GOAL OF THE EXERCISE: Please pick out every line in the rows below that contains the word "like" and copy each of those lines in full. Case counts.

LISTED RECORDS:

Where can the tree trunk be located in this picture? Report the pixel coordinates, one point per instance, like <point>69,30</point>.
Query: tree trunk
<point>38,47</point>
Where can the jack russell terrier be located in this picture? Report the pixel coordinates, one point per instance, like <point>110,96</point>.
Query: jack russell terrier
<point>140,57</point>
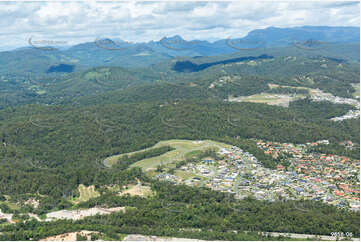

REPLY:
Where can the tree trunk be located in this picture? Report the pixel coordinates, one point per instance, like <point>69,30</point>.
Where can the jack russell terrier be located in this picture? Report the pixel coordinates, one point per instance, like <point>110,96</point>.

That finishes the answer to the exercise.